- Opening Delimiter -

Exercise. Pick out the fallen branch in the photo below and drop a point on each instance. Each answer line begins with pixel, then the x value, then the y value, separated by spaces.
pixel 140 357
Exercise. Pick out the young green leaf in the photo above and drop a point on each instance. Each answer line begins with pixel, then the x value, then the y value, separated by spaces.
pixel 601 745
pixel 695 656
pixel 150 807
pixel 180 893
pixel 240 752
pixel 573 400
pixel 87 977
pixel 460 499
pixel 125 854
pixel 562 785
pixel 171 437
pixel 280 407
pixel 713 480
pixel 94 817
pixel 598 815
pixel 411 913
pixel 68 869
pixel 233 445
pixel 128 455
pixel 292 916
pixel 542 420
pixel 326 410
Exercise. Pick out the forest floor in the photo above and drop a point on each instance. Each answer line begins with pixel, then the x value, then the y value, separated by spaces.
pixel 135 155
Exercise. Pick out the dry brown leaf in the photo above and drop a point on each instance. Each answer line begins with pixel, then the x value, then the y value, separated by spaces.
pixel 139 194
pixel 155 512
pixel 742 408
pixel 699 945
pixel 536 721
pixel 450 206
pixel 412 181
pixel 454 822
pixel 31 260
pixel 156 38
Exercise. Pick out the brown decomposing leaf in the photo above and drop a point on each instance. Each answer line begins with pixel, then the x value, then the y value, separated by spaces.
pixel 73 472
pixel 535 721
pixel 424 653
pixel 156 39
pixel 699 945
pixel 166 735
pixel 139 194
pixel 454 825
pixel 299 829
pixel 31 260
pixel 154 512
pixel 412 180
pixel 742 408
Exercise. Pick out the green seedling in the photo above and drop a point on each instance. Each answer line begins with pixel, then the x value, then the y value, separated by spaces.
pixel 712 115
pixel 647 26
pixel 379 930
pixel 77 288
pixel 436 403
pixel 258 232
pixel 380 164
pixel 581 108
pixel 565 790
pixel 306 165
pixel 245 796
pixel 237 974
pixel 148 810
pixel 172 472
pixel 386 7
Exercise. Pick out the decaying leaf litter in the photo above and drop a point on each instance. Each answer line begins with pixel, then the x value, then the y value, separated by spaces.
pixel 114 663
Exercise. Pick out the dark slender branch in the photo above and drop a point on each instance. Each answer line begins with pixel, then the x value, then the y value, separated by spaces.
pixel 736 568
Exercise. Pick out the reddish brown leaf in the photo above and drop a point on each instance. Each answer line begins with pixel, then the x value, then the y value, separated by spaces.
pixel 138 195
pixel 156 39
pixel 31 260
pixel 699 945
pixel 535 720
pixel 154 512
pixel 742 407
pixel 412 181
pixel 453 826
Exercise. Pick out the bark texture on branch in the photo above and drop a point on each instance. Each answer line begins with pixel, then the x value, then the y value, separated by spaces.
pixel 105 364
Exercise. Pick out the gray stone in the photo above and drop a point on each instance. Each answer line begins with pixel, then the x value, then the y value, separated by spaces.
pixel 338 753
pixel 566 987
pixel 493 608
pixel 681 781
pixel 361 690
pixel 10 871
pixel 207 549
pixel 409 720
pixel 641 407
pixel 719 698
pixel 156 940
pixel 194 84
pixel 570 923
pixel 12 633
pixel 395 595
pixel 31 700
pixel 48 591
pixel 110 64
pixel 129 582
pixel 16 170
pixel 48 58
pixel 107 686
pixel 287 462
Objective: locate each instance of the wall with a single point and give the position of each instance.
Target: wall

- Closing Delimiter -

Task instructions >> Find every line of the data that holds the string "wall", then say how many there are and nothing else.

Your solution >> 2